**O que fazer:** Localize nos registros todas as linhas em que aparece a palavra "face" e copie cada uma delas.

**Registros fornecidos:**
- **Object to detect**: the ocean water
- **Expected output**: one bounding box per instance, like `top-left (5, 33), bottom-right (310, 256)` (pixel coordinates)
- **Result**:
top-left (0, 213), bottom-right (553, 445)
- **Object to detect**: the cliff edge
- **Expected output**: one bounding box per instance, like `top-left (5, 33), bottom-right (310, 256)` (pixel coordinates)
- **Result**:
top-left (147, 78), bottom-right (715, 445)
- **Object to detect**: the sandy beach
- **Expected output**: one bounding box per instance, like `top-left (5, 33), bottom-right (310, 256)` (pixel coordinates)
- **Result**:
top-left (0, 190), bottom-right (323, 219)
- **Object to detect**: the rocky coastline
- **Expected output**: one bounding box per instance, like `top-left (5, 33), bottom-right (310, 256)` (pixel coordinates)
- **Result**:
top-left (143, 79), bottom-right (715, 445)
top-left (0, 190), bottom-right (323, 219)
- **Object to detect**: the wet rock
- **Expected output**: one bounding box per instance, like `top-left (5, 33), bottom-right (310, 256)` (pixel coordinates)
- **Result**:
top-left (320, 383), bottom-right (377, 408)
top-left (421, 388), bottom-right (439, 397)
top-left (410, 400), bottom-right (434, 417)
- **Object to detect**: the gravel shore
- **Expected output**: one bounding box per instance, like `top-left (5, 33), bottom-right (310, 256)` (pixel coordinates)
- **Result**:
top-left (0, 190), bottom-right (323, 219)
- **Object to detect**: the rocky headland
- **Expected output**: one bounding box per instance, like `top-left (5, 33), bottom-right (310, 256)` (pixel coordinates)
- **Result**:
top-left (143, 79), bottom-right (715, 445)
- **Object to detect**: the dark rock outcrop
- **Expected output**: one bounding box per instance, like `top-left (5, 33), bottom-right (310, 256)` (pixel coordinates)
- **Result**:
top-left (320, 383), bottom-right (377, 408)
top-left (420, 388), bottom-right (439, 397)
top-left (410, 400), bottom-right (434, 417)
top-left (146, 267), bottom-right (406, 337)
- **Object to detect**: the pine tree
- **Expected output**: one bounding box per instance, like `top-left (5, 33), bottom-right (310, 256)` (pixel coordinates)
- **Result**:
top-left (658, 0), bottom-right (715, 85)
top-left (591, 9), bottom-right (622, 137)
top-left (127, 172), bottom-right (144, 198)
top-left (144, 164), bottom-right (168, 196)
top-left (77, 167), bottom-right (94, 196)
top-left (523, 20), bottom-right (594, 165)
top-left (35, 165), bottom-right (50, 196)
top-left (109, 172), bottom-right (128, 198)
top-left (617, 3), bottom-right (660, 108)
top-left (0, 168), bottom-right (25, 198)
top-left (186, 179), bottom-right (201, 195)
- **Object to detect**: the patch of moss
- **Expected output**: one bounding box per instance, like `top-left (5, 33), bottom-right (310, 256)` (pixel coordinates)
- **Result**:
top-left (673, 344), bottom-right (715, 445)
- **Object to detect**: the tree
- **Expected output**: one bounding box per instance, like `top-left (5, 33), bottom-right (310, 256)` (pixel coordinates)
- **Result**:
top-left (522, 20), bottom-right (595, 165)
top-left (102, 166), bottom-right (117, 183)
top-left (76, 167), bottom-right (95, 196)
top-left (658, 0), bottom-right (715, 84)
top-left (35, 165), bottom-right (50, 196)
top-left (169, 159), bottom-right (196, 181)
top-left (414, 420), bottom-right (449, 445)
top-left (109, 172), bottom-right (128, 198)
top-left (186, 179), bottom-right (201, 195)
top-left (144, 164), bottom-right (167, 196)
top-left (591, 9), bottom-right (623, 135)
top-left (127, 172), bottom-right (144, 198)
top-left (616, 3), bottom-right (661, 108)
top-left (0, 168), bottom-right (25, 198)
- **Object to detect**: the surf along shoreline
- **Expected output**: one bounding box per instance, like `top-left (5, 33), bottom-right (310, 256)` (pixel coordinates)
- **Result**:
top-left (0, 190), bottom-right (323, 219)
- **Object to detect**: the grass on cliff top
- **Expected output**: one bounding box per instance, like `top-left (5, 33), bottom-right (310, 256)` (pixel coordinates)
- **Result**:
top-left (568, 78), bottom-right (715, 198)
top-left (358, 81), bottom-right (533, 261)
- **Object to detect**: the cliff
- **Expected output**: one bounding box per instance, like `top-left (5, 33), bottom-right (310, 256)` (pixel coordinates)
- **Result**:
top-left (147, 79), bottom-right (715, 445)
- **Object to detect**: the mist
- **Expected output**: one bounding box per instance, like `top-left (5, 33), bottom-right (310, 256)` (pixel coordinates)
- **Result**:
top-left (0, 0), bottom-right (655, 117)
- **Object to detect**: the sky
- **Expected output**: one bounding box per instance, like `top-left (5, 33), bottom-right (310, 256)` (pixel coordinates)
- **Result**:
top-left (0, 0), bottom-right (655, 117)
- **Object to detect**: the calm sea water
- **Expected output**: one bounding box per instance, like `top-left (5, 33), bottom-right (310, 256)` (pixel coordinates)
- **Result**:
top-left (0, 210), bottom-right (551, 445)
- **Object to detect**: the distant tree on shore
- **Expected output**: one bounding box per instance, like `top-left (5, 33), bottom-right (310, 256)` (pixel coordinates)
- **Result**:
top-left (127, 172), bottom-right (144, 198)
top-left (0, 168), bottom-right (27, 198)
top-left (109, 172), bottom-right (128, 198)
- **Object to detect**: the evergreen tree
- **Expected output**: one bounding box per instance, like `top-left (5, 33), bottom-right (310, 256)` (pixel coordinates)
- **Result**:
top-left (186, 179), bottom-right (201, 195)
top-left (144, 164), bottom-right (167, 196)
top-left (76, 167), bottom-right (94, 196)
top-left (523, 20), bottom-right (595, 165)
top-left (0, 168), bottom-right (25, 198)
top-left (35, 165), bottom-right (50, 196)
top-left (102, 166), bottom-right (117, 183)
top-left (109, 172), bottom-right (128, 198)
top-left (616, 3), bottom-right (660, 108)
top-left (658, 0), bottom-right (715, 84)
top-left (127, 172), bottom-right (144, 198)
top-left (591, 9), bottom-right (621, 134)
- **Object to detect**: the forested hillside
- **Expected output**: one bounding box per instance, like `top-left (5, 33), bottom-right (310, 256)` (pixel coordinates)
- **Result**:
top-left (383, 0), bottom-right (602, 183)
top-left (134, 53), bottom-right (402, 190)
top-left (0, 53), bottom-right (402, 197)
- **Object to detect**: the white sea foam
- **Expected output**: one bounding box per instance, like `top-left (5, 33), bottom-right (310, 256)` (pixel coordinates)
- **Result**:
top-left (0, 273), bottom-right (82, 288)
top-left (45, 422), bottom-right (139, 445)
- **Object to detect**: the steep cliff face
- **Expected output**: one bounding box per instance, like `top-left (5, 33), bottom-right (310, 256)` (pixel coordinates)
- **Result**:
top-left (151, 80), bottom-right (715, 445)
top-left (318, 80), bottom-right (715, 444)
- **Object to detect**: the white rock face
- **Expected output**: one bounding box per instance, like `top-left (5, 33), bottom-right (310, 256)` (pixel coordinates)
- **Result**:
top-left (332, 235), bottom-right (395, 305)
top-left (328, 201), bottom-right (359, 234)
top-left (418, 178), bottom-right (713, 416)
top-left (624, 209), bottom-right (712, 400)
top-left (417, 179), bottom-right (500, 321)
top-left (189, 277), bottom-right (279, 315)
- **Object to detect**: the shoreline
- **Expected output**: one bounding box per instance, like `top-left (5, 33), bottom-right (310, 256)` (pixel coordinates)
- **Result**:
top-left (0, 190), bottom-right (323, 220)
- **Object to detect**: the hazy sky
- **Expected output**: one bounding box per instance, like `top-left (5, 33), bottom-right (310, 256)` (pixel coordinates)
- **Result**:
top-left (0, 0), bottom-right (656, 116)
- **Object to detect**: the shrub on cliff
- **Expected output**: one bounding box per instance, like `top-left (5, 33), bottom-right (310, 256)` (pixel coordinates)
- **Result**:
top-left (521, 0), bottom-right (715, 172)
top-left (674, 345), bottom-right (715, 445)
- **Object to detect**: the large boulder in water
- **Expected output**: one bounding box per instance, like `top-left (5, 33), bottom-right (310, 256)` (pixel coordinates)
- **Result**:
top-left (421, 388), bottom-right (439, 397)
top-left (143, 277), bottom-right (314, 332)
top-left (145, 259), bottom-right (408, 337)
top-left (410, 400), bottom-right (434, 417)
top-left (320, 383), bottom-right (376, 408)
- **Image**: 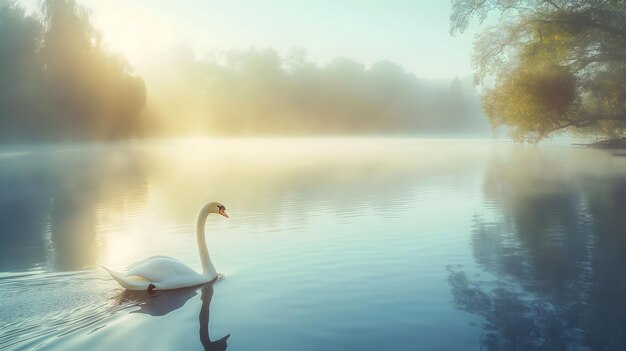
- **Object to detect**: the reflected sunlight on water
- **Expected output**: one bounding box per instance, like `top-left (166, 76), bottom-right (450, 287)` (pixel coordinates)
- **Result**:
top-left (0, 138), bottom-right (626, 350)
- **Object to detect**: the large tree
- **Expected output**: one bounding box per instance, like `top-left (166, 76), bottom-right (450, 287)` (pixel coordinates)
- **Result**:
top-left (450, 0), bottom-right (626, 142)
top-left (0, 0), bottom-right (146, 142)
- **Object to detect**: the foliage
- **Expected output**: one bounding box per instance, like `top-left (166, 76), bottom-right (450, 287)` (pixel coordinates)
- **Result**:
top-left (0, 0), bottom-right (145, 140)
top-left (450, 0), bottom-right (626, 142)
top-left (144, 48), bottom-right (488, 135)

**Resposta do exercício:**
- **Object to detect**: the steep cliff face
- **Object to detect**: the white rock face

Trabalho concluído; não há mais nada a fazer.